O novo status está sendo brindado pelos produtores locais. “Recebemos com muita satisfação esta concessão após uma mobilização de quase dez anos. Hoje vamos comemorar bastante esta decisão, mas com uma cada um sua casa”, comentou Clori Peruzzo, da vinícola que leva o nome da família e presidente da Associação de Produtores. Clori acredita que a IG dará um novo patamar na organização locais dos vinhateiros e trará reflexos positivos para a atividade do enoturismo na região, assim que a pandemia passar.
Embora o registro da IG seja uma conquista recente, a Campanha possui um longo histórico de produção vitivinícola. Há registros de cultivo de uvas viníferas na região desde o começo do século 17, quando os jesuítas espanhóis por lá chegaram com a missão de colonizar a região e catequizar índios, trazendo junto mudas de vinhas europeias – voltadas para a produção de vinho para missa. A atividade foi interrompida por conta de conflitos entre as coroas de Portugal e Espanha, que culminaram na expulsão dos religiosos e o fim das Missões na região.

▸ **Tarefas propostas**:
**a)** Indique se cada afirmação está de acordo com o trecho do documento, respondendo sim ou não e citando literalmente as palavras decisivas: (i) Clori Peruzzo preside a Associação de Produtores; (ii) os jesuítas que chegaram à região eram portugueses; (iii) a mobilização pela concessão durou cerca de vinte anos.
**b)** Conforme o trecho do documento, a que se destinavam as mudas de vinhas europeias trazidas pelos jesuítas?
**c)** Reescreva o trecho do documento de "Embora o registro" até "Missões na região.", inclusive, substituindo "jesuítas" por "missionários".
As linhas apresentadas adiante não interferem em nenhuma das tarefas.

▸ **Linhas fornecidas**:

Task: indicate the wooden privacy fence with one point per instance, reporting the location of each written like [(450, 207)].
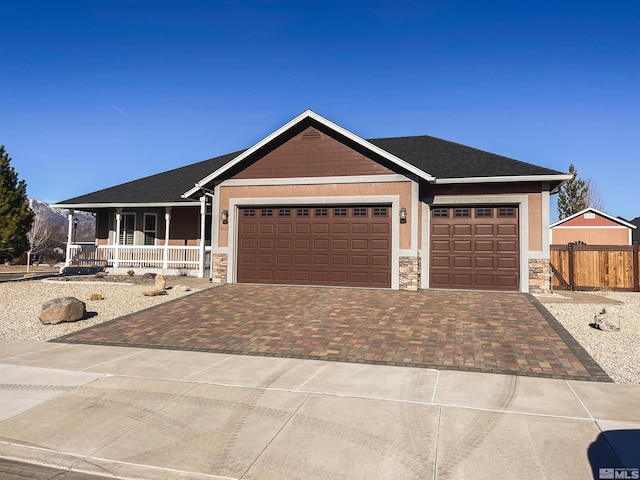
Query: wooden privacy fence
[(596, 267)]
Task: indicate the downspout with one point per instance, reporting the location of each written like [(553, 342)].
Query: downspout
[(203, 215), (208, 193), (167, 224), (67, 261), (116, 256)]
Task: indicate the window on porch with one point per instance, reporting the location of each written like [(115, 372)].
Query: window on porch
[(150, 228), (127, 229)]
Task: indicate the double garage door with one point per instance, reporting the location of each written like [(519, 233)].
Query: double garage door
[(475, 248), (309, 245)]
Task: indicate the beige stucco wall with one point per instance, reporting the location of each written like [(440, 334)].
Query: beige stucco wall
[(329, 193)]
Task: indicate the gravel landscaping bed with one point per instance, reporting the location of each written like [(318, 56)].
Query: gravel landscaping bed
[(617, 352), (20, 303)]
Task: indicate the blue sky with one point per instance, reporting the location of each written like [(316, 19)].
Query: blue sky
[(94, 93)]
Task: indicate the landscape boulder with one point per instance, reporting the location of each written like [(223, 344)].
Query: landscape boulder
[(63, 309)]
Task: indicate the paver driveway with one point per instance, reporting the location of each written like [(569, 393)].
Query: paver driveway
[(476, 331)]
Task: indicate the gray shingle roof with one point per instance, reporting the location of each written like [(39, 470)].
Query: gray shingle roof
[(444, 159), (437, 157)]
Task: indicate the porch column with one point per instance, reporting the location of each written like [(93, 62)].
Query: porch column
[(116, 254), (203, 217), (71, 217), (167, 223)]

▸ **Respostas por tarefa**:
**a)**
(i) Sim: "presidente da Associação de Produtores".
(ii) Não: "os jesuítas espanhóis por lá chegaram".
(iii) Não: "após uma mobilização de quase dez anos".

**b)** À produção de vinho para missa.

**c)**
Embora o registro da IG seja uma conquista recente, a Campanha possui um longo histórico de produção vitivinícola. Há registros de cultivo de uvas viníferas na região desde o começo do século 17, quando os missionários espanhóis por lá chegaram com a missão de colonizar a região e catequizar índios, trazendo junto mudas de vinhas europeias – voltadas para a produção de vinho para missa. A atividade foi interrompida por conta de conflitos entre as coroas de Portugal e Espanha, que culminaram na expulsão dos religiosos e o fim das Missões na região.